DATA Start Marker

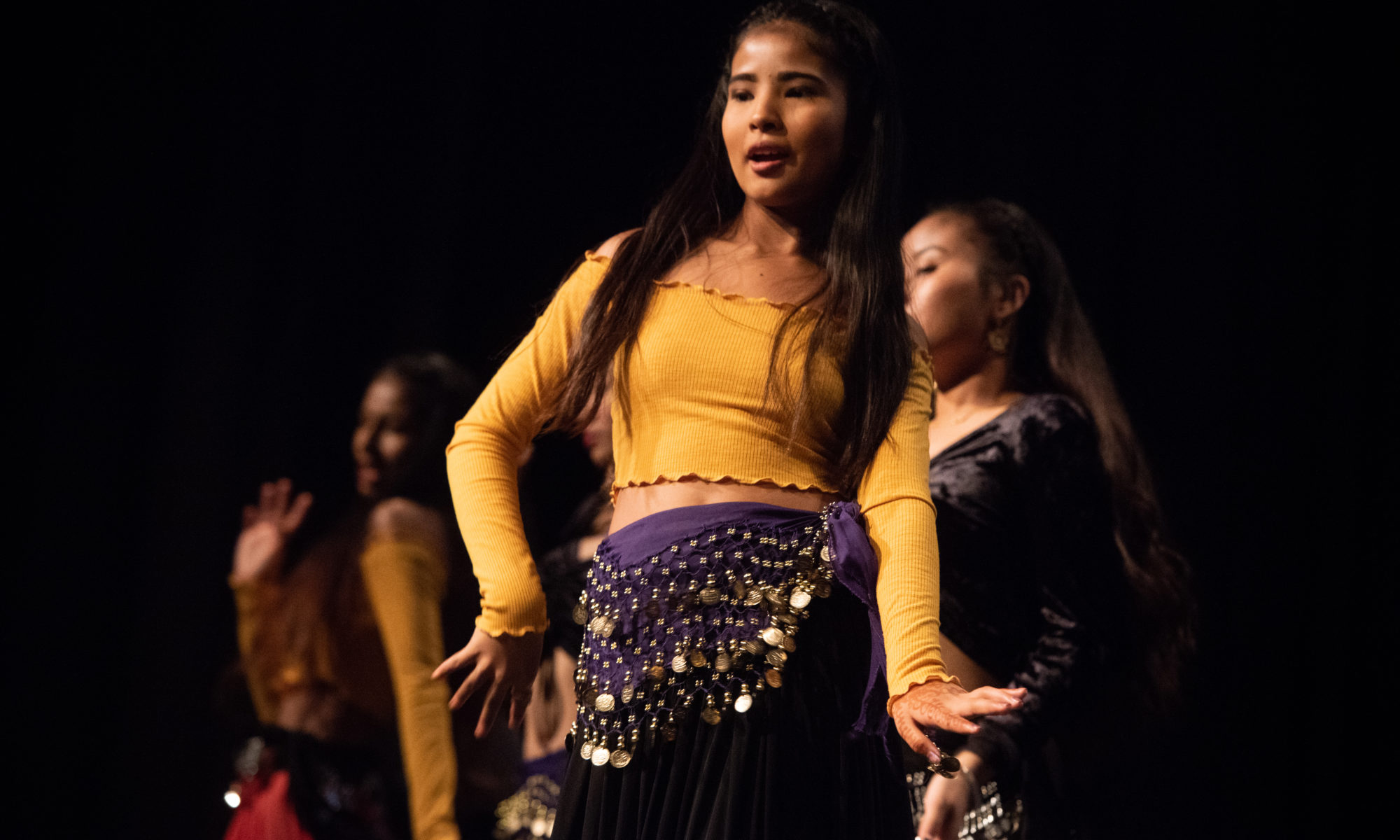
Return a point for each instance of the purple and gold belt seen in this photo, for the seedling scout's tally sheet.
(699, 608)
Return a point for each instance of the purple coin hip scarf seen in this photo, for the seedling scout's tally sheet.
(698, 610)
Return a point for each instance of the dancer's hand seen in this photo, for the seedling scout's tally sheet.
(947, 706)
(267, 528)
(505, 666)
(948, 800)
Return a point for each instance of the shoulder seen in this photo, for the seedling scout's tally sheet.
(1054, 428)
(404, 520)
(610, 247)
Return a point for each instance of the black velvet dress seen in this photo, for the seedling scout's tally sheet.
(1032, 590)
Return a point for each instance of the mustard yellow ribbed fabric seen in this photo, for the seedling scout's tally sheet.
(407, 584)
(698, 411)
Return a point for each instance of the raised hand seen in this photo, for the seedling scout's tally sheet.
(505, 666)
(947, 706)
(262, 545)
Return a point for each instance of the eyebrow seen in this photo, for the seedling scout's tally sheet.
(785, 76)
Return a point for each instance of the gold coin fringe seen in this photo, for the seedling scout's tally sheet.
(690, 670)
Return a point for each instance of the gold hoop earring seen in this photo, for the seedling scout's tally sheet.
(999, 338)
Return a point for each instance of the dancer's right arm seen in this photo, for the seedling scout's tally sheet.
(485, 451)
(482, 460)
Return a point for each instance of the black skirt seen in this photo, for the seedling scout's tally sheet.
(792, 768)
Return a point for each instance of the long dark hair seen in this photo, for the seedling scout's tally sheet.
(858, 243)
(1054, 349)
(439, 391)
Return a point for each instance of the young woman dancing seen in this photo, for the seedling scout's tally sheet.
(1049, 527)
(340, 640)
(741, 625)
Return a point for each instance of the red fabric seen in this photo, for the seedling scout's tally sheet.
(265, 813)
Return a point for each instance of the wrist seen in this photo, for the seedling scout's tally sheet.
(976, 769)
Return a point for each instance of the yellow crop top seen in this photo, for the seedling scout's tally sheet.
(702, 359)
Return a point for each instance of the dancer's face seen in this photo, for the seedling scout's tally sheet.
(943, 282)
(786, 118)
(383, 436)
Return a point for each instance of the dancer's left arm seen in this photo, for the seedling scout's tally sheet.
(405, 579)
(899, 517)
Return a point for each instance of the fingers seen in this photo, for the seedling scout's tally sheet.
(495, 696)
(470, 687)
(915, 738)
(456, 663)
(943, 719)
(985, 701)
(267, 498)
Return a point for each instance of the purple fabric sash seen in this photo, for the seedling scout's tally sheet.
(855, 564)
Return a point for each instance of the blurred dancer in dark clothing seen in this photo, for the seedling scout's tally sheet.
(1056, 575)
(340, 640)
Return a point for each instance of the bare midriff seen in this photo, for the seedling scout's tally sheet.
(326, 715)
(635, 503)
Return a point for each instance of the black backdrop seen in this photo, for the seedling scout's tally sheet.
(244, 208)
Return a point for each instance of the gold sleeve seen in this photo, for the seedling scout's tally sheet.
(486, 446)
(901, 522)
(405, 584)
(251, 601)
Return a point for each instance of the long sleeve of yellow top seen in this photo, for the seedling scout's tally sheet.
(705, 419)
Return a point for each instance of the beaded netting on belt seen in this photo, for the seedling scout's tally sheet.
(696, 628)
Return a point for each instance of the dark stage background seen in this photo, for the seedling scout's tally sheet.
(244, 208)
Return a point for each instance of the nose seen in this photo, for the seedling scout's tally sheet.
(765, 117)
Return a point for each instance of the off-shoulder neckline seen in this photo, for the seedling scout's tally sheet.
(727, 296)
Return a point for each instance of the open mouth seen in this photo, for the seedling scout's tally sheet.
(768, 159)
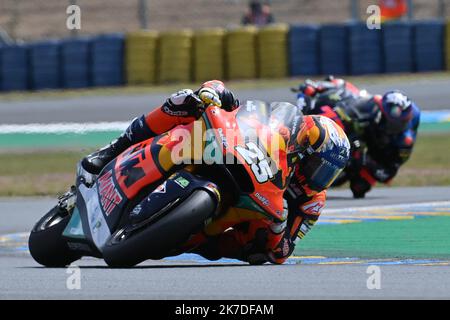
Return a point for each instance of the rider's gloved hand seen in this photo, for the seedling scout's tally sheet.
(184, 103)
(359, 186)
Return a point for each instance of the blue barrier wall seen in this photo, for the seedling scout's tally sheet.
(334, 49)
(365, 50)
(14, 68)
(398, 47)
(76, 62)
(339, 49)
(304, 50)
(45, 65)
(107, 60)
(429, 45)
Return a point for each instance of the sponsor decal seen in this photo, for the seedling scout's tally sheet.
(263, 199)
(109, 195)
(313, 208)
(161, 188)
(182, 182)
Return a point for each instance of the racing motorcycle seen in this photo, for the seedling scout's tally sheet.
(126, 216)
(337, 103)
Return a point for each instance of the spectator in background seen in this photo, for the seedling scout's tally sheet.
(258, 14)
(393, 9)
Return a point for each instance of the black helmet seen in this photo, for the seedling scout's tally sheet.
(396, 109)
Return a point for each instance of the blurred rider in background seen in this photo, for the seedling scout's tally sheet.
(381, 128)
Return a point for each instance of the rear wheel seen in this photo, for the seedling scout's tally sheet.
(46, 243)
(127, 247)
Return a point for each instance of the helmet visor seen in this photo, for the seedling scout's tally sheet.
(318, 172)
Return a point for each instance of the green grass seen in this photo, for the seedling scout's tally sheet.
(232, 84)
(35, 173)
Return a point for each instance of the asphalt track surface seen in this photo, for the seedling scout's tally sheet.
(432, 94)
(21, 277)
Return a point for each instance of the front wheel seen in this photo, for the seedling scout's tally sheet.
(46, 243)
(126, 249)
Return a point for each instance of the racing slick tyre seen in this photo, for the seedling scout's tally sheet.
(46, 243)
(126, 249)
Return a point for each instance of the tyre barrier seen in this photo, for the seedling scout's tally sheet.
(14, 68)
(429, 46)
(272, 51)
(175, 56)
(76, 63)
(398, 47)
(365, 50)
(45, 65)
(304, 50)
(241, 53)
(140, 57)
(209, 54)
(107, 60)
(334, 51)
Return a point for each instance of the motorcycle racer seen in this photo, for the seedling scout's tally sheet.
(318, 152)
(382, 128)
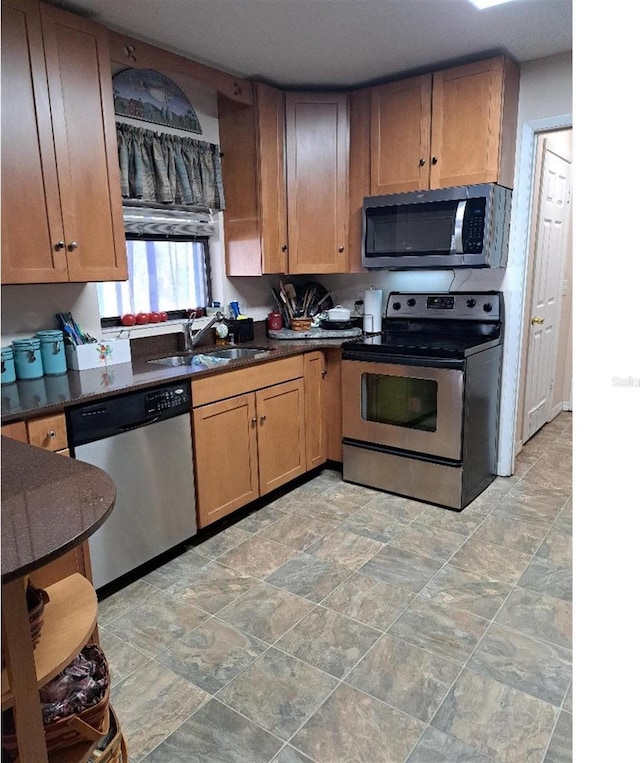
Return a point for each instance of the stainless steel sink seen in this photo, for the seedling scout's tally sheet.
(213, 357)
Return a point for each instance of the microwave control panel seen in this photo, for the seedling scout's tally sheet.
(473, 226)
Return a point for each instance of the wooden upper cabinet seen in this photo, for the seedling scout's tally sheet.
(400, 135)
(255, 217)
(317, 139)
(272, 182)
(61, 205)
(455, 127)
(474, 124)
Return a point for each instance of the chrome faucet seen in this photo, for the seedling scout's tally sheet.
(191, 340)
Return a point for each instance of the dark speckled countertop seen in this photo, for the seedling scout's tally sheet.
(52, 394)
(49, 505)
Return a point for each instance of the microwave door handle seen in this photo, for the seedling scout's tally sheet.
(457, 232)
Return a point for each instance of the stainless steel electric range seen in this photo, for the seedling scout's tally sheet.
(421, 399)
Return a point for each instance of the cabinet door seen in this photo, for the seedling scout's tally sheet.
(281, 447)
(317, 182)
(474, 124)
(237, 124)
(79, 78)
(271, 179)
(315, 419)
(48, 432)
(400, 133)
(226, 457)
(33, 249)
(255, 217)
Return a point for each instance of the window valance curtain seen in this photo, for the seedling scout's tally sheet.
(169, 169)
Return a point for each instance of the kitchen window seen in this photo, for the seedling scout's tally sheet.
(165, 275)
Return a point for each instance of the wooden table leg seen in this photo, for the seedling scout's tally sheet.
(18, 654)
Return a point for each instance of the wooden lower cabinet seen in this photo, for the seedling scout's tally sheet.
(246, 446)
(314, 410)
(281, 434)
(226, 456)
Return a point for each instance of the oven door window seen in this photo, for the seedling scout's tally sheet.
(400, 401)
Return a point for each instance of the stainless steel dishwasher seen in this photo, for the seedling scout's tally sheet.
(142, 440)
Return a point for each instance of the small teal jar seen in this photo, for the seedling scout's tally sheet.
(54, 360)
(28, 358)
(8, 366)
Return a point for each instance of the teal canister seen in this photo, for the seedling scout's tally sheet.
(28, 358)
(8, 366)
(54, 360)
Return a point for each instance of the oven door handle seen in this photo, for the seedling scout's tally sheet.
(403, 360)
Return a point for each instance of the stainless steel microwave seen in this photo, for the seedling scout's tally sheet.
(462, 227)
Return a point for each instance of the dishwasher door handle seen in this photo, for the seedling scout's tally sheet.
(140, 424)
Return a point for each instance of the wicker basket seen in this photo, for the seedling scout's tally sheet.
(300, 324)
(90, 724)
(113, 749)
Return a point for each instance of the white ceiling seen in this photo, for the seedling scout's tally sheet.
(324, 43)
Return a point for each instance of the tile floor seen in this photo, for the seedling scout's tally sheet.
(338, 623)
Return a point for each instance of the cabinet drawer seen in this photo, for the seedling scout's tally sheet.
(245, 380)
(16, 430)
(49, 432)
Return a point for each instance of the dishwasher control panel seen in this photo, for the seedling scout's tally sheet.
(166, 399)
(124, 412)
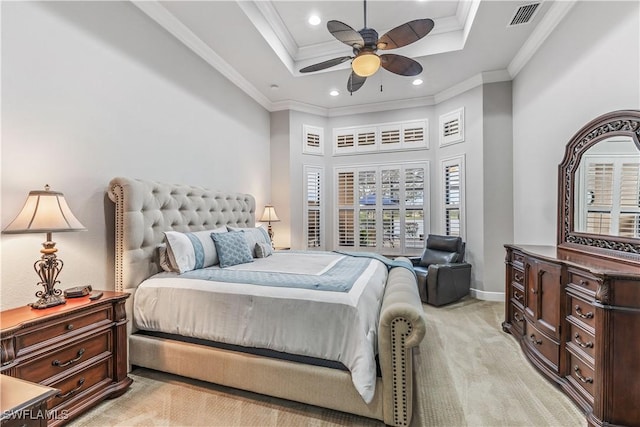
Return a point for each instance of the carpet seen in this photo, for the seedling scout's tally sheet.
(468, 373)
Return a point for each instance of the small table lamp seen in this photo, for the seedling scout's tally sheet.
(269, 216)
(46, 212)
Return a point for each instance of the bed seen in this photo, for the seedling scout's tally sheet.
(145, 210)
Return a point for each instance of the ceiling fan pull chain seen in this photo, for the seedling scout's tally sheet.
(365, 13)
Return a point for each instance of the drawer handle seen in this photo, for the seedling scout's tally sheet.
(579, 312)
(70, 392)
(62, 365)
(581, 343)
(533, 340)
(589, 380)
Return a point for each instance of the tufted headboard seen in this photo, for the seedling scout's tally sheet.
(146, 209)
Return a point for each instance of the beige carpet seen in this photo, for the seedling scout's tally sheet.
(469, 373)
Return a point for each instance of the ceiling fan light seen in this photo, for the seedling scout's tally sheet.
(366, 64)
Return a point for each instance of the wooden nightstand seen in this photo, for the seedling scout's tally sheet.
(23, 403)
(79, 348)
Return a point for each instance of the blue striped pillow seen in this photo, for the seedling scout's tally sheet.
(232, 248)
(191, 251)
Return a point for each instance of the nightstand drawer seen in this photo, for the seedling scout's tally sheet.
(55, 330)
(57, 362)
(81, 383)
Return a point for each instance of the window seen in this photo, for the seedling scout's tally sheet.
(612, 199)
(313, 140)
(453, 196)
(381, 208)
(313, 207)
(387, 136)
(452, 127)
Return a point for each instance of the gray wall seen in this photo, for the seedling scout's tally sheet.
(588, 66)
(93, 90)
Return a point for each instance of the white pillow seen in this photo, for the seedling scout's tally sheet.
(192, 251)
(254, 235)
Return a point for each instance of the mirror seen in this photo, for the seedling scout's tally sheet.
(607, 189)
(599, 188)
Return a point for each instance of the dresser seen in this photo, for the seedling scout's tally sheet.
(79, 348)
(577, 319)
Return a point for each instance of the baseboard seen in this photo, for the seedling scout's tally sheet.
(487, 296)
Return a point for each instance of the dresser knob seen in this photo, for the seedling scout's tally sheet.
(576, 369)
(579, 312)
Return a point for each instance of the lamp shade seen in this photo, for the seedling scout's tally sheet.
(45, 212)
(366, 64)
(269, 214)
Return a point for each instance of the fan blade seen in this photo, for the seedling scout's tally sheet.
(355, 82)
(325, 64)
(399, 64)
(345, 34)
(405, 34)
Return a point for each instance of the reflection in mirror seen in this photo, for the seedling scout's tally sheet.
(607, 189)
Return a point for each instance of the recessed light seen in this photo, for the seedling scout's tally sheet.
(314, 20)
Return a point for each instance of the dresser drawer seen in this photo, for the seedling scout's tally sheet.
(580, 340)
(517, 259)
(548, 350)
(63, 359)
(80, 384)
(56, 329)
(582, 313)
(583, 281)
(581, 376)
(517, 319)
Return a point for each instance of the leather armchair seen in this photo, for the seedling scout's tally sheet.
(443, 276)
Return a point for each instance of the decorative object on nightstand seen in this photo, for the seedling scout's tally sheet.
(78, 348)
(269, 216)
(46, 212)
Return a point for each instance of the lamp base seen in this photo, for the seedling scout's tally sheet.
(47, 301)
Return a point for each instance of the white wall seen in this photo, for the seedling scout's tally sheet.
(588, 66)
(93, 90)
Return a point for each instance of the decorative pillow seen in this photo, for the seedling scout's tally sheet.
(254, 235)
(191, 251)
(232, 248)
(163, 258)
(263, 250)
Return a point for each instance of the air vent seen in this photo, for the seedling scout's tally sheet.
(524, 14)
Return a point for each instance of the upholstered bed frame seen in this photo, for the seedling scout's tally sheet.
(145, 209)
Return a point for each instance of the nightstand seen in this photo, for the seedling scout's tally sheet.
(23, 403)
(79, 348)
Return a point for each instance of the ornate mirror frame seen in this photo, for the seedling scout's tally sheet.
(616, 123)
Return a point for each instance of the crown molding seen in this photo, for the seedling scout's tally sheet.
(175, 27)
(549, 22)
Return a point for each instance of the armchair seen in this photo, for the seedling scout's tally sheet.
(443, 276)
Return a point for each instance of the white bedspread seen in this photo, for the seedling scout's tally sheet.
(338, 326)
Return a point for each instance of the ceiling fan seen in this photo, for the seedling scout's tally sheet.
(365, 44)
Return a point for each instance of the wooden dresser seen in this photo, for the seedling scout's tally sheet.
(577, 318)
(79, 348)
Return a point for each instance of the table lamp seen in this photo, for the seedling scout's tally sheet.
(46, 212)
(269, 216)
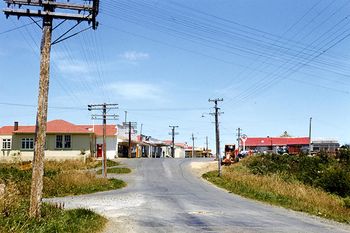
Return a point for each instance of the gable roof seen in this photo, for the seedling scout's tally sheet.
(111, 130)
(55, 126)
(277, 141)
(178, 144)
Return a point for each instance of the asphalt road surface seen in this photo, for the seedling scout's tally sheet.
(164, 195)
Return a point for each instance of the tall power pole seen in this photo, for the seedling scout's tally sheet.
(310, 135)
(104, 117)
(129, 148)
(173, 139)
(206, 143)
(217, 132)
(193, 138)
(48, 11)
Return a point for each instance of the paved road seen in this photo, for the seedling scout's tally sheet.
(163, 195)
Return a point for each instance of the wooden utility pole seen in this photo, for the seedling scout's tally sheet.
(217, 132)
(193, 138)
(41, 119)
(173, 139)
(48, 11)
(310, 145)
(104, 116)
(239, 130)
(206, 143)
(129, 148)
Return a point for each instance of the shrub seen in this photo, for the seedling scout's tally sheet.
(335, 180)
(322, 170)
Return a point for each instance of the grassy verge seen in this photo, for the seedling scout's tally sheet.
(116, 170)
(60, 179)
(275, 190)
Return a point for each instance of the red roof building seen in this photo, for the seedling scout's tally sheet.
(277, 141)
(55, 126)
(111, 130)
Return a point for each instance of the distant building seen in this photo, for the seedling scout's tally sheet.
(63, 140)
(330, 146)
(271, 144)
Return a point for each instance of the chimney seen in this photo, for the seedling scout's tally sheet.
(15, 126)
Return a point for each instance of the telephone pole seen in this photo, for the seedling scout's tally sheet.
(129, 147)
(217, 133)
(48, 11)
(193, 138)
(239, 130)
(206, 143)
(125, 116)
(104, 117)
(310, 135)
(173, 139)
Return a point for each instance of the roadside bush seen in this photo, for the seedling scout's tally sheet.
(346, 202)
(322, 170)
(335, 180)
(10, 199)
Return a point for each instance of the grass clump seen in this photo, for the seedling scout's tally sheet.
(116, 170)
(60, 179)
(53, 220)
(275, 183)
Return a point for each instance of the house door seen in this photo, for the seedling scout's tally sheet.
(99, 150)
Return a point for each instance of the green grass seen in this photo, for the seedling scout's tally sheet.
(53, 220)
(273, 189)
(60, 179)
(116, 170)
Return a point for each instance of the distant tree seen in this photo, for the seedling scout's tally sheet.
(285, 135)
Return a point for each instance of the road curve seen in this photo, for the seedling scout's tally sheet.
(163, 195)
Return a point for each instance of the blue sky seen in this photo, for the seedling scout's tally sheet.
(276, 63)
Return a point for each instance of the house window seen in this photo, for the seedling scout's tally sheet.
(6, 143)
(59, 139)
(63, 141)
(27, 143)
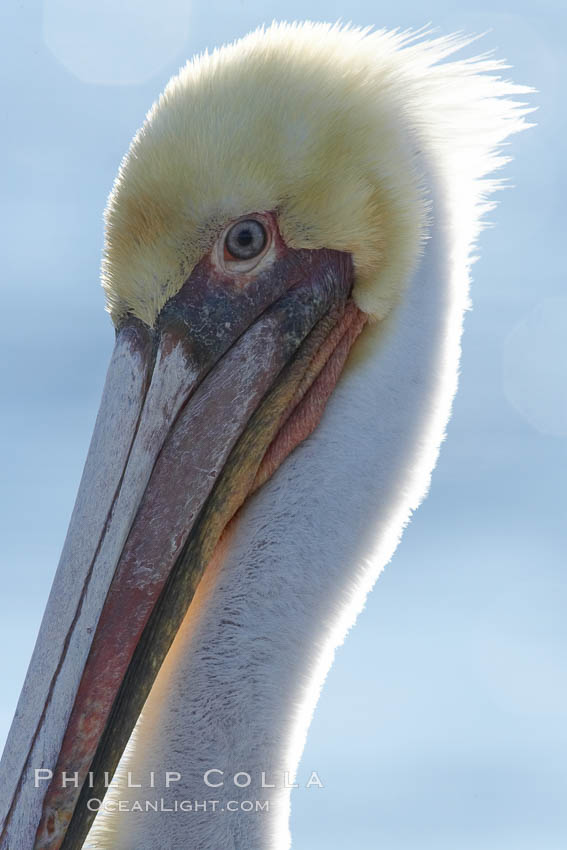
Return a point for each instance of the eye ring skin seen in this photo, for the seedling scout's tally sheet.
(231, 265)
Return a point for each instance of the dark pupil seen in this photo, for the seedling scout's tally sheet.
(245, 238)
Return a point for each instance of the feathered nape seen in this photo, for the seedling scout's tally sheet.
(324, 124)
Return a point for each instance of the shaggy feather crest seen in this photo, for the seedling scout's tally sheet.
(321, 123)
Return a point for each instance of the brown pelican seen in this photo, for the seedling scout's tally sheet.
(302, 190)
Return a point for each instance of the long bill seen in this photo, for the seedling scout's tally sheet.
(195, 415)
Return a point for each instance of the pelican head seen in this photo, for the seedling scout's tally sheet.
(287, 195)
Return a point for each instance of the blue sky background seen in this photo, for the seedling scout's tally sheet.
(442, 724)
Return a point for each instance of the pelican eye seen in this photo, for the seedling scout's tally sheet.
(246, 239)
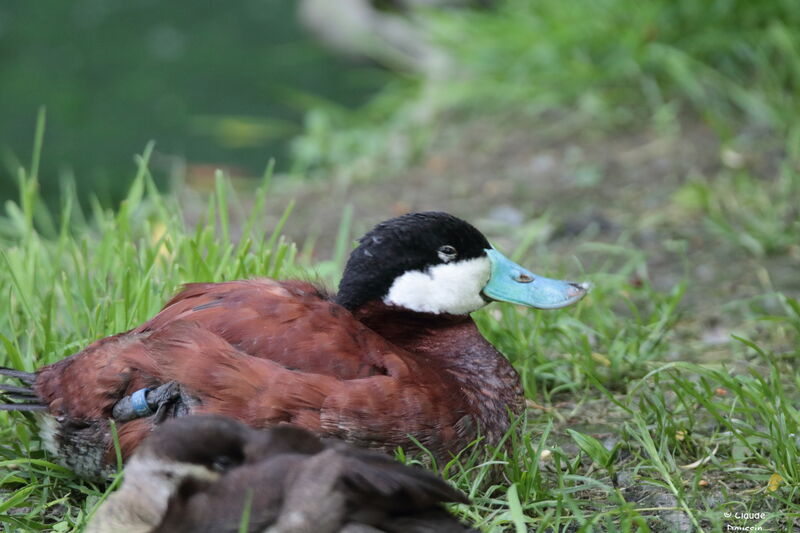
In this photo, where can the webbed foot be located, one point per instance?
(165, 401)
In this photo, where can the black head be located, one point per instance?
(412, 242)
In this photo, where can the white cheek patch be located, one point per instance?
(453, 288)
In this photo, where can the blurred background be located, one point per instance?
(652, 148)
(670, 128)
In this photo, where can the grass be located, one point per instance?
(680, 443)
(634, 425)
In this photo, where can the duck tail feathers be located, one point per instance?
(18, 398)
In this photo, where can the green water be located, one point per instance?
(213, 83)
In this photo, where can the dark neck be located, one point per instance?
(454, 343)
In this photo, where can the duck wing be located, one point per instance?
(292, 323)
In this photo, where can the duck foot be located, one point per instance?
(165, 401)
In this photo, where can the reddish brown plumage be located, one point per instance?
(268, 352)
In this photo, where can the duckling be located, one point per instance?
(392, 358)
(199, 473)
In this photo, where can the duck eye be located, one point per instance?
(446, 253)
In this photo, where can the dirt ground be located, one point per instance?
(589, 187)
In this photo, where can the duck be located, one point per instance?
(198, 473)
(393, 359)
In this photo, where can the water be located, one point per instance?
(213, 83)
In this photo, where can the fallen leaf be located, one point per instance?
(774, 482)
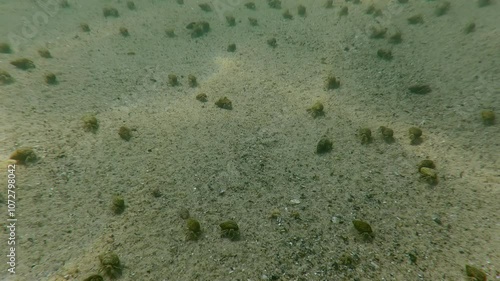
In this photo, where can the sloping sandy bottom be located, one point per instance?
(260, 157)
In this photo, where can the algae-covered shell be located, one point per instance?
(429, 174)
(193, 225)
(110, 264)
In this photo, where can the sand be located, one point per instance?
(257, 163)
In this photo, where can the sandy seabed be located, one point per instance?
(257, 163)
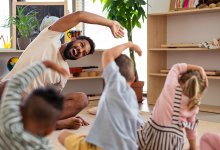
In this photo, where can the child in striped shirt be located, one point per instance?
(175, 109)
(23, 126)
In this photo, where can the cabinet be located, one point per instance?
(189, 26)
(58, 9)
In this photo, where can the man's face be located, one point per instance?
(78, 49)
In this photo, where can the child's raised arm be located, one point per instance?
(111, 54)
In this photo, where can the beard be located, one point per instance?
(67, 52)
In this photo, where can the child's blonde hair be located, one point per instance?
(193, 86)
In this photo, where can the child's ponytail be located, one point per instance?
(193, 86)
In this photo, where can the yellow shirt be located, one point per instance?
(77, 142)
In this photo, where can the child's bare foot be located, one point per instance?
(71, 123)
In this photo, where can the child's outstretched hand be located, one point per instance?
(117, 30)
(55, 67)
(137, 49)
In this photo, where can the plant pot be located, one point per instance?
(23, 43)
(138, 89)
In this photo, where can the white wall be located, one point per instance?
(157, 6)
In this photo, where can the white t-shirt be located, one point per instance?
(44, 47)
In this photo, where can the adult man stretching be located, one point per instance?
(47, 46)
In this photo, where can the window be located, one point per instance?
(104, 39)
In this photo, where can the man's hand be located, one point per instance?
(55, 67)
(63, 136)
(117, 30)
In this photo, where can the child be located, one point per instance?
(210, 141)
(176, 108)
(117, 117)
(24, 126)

DATA End Marker

WHAT YOU NEED TO DO:
Repeat, word for word, every line from the line that contains "In this photo, where can the man's hand" to the end of the entries; include both of those lines and no others.

THE COMPLETED TASK:
In this photo, where can the man's hand be located, one point per instance?
(55, 67)
(63, 136)
(117, 30)
In this photo, where can the child be located, one point per instance?
(210, 141)
(176, 108)
(117, 117)
(24, 126)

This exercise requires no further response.